**What to produce:** Scan the listing for the word "style", and copy out each line where it is found.

[Source records — start]

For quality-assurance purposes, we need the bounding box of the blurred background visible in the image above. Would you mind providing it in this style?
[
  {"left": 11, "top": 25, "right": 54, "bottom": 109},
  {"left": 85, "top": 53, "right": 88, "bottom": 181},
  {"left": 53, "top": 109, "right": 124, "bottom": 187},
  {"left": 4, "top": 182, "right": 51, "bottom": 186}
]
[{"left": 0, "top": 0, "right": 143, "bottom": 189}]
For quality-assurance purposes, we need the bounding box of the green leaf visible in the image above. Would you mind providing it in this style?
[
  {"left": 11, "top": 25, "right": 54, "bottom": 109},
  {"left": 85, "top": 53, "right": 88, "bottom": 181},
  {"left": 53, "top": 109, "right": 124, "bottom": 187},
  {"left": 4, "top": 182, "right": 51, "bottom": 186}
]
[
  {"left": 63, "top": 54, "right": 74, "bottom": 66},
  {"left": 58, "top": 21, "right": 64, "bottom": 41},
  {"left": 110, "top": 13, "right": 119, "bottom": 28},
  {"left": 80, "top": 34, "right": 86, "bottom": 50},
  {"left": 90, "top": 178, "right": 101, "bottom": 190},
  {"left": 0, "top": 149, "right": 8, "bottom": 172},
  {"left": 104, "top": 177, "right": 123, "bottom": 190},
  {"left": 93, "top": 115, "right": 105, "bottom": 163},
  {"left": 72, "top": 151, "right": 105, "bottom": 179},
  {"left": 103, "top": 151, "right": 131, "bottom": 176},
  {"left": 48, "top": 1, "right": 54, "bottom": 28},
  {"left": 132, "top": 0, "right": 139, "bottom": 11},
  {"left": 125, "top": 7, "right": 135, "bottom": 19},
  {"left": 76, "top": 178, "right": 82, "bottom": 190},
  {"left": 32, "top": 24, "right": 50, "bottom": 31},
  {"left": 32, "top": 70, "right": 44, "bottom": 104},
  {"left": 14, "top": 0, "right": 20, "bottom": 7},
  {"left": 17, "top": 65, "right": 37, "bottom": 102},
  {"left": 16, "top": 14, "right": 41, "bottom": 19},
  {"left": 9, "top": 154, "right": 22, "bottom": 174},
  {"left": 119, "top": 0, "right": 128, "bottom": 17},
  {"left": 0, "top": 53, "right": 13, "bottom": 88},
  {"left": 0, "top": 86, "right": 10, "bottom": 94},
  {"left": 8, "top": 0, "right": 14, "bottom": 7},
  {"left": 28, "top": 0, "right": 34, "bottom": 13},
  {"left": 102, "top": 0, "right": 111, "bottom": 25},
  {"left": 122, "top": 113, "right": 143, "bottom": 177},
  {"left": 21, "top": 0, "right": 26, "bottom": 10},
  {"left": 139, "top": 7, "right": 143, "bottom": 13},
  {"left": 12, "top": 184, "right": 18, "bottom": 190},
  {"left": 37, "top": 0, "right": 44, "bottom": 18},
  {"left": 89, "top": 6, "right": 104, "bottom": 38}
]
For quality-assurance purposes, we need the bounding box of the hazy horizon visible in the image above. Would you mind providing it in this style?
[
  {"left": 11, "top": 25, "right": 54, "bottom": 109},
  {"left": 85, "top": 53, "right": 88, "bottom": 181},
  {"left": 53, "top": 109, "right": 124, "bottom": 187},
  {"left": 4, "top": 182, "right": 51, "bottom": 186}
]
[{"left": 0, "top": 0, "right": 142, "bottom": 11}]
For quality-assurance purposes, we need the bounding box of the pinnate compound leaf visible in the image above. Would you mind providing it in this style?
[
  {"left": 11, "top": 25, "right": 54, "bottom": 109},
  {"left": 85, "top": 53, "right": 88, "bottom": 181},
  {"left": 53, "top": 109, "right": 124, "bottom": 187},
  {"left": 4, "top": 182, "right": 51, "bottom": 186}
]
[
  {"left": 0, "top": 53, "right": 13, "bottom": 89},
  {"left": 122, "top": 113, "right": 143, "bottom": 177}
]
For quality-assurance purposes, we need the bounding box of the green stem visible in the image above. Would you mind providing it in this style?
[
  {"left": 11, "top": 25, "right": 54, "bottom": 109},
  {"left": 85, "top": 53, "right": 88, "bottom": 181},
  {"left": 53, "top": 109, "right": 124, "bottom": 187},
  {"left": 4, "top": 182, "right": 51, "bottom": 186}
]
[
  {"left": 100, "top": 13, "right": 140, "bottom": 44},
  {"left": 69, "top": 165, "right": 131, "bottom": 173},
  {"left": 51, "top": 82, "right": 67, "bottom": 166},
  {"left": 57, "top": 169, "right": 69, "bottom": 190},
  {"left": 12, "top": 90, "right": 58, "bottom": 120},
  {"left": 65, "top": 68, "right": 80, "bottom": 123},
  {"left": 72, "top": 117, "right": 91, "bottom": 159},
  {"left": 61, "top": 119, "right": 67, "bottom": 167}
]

[Source records — finish]

**Answer to the exercise:**
For quality-assurance purposes, we need the bounding box of the blurred background visible in the image above. Would you mind providing it in this style?
For quality-assurance purposes, we need the bounding box of the green leaf visible in the image above. Would you mind providing it in this style?
For quality-assurance purposes, we need the bounding box of the hazy horizon visible in the image above. Would you mind providing it in this style?
For quality-assurance purposes, we need the bounding box of the pinnate compound leaf visible in the image above. Would you mind providing it in this style?
For quality-assurance purposes, we need the bounding box of the green stem visible in the image above. Would you mind providing it in this style?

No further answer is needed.